::: Texte étudié
Ann, Fabrice Guénier
Ann, mars 2015, 296 pages, 19,50 €
Ecrivain(s): Fabrice Guénier Edition: Gallimard
Ann. Titre désarmant de simplicité qui sonne comme une invitation impérieuse à connaître une anonyme d’un autre monde. Très vite en effet, nous tombons dans cet univers souvent mal connu : celui de la Thaïlande, des jeunes filles et des jeunes garçons prostitués.
Une écriture qui fait parfois penser à celle de Duras ; des phrases courtes, étouffées, des mots perdus, des pages avec du vide, un auteur qui parle à perte de vue. Des résidus de mémoire parfois sans importance, parfois essentiels. Mais, à vrai dire, comment en juger puisque celui qui nous parle n’est pas un faiseur d’histoires mais un amoureux, et que l’amour fait de tout geste hasardeux le signe d’un destin ?
Des phrases simples qui en disent peu, mais dans l’intervalle desquelles le lecteur devine bien plus, car « le vrai, la réalité de ça, ne pouvait pas se dire » (p.255). De la discontinuité des fragments amoureux naît la fidélité, de l’addition des mots qui ne peuvent pas tout dire paraît le tout d’un amour qui ne peut pas s’expliquer par ses parties. L’auteur nous fait comprendre que l’amour, où qu’il se vive, dessine un temps et un espace propre, un écrin de douleurs et de joies qui peuvent être désagrégées par l’oubli ou préservées dans un hommage.
Ann mérite la mémoire. Il y a donc le bonheur avec Ann, retracé comme un pèlerinage, il y a la maladie et l’agonie d’Ann scrutées sans indécence, comme un chemin de croix, avec la ferme résolution de tout consigner, car « il n’y avait pas à faire de tri dans les souvenirs » (p.189). Tout prendre, même le corps abîmé, même l’horreur de sa souffrance : pas de raison.
::::::
::: Données étudiées
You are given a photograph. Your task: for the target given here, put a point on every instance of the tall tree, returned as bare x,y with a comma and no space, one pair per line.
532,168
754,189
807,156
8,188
::::::
### [Énoncé de l'exercice]
D'après la critique du roman Ann, dans quel pays le lecteur est-il plongé très vite ? Les données ne servent pas à cet exercice.

### [Corrigé]
La Thaïlande.